## [TASK REQUIREMENTS]
Repeat every one of the entries below verbatim, leaving out the pictures.

## [THE RECORDS]
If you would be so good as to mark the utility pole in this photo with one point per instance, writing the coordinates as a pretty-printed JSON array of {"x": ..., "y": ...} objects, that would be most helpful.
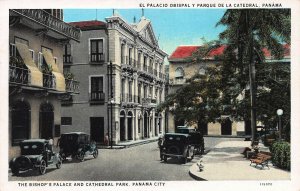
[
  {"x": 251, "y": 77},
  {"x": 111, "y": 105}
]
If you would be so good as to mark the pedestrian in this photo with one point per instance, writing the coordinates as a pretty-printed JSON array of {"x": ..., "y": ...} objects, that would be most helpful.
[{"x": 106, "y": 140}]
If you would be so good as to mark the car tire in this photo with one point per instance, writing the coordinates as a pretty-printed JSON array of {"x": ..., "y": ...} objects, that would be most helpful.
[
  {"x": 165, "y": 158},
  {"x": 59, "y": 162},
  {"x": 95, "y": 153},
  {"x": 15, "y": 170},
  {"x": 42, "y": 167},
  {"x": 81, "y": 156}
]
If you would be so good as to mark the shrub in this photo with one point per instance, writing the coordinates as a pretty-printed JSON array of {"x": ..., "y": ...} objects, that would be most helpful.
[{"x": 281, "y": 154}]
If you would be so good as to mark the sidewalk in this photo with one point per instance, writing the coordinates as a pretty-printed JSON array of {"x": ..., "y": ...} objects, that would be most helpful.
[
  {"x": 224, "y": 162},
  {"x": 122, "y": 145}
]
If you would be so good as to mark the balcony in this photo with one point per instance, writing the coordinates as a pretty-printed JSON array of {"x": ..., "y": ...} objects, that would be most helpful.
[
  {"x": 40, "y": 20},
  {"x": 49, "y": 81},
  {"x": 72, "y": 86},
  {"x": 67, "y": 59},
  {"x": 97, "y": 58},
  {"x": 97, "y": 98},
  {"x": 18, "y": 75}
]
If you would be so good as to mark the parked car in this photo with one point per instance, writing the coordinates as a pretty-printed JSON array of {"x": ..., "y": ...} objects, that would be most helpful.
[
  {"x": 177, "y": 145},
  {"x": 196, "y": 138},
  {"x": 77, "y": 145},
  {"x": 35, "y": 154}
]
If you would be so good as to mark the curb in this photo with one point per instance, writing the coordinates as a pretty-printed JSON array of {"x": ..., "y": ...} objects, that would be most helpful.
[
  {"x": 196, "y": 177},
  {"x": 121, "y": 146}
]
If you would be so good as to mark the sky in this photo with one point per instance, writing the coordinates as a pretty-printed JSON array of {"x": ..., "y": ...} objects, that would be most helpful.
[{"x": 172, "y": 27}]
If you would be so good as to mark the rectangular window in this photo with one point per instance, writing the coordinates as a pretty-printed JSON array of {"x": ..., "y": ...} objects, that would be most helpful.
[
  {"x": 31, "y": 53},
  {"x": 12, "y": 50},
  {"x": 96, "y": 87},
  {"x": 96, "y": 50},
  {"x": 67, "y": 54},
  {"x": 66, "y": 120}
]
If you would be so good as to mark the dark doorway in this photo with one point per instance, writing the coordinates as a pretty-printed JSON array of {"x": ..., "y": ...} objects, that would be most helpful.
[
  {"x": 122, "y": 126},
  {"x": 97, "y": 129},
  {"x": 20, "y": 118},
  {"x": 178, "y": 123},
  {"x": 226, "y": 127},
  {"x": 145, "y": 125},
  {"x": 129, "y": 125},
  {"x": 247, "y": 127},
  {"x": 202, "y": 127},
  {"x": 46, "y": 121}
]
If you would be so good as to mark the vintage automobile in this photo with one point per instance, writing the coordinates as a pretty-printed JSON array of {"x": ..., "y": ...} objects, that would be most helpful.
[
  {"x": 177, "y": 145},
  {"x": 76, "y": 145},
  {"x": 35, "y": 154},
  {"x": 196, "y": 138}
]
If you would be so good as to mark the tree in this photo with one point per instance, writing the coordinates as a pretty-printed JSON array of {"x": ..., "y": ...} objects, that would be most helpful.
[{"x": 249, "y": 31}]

## [EXERCISE RESPONSE]
If you would be so good as to mark the utility pole in this photo with one point per instance, writing the coordinates as a pretty-printed JSON array of {"x": ..., "y": ...} objects, that would be most helpful.
[
  {"x": 251, "y": 77},
  {"x": 111, "y": 105}
]
If you would be so good as to mark the pedestrian in this photo with one point per instance, writing the coordinates as a pretty-printed JSON array of {"x": ..., "y": ...} objects, that would be most helpful.
[{"x": 106, "y": 140}]
If you would be so good as to mark the car tire in this photo with one point per instance, writing the coordinates as a pretty-printed JSON array of {"x": ..., "y": ...} objects, that would be most helpful.
[
  {"x": 165, "y": 158},
  {"x": 59, "y": 162},
  {"x": 95, "y": 153},
  {"x": 15, "y": 170},
  {"x": 42, "y": 167},
  {"x": 81, "y": 156}
]
If you would be so good as to mark the shrub in this photo with one point per instance, writing the coordinates as a pretty-printed JSON array of {"x": ..., "y": ...} objects, that would be most helpful.
[{"x": 281, "y": 154}]
If you would be so good as to mark the sidewalk in this photo with one point per instance, writing the coordinates as a pretty-printed JSON array of {"x": ..., "y": ...} objects, that would be most helpful.
[
  {"x": 224, "y": 162},
  {"x": 122, "y": 145}
]
If you would be so good as to mark the balcony in this photo with one point per instance, writing the coordinates as a pretty-printed JSON array of {"x": ..., "y": ...} objects, that would be most helpful.
[
  {"x": 40, "y": 20},
  {"x": 49, "y": 81},
  {"x": 72, "y": 86},
  {"x": 67, "y": 59},
  {"x": 97, "y": 58},
  {"x": 97, "y": 98},
  {"x": 18, "y": 75}
]
If you would be so good as to mark the parked car in this photo with one point per instance, writing the coordinates as a pretty-printed JSON array of {"x": ..., "y": ...} objects, that would be most helpful.
[
  {"x": 177, "y": 145},
  {"x": 196, "y": 138},
  {"x": 77, "y": 145},
  {"x": 35, "y": 154}
]
If you would be so good as to mark the curb in this photo with one point per instance, writing the coordinates as a pretty-printed JSON array of {"x": ..., "y": ...} objects, that would be most helpful.
[
  {"x": 196, "y": 177},
  {"x": 121, "y": 146}
]
If you would be so good as to mark the sky in this photo with one point per instance, writing the coordinates as a pretty-printed JSON array of {"x": ..., "y": ...} objects, that would be most helpful.
[{"x": 172, "y": 27}]
If you would be so good as to mark the rectangular window in this photo with one point per instance, writing the coordinates as a pretty-printed JSON array of {"x": ..., "y": ...} objects, that would be most helpful.
[
  {"x": 31, "y": 53},
  {"x": 12, "y": 50},
  {"x": 96, "y": 87},
  {"x": 96, "y": 50},
  {"x": 67, "y": 54},
  {"x": 66, "y": 120}
]
If you would be so good as to mark the dark doorway in this photo with one point per instance, writing the coordinates as a pretty-printed JSON array of {"x": ..., "y": ...} objects, that would be most helpful.
[
  {"x": 122, "y": 126},
  {"x": 97, "y": 129},
  {"x": 20, "y": 118},
  {"x": 178, "y": 123},
  {"x": 226, "y": 127},
  {"x": 145, "y": 125},
  {"x": 129, "y": 125},
  {"x": 247, "y": 127},
  {"x": 202, "y": 127},
  {"x": 46, "y": 121}
]
If you would be so good as to mark the vintage automobile in this photo with one point per instance, writing the coordinates as a pretty-printed JSON array of {"x": ..., "y": ...} objects, that would be most helpful.
[
  {"x": 177, "y": 145},
  {"x": 76, "y": 145},
  {"x": 35, "y": 154},
  {"x": 196, "y": 138}
]
If you would be so good as to mark the tree in this photo with one point per instance, writing the coordinates as a pretty-printed JSON array of {"x": ..., "y": ...} objects, that would be most helpful.
[{"x": 249, "y": 31}]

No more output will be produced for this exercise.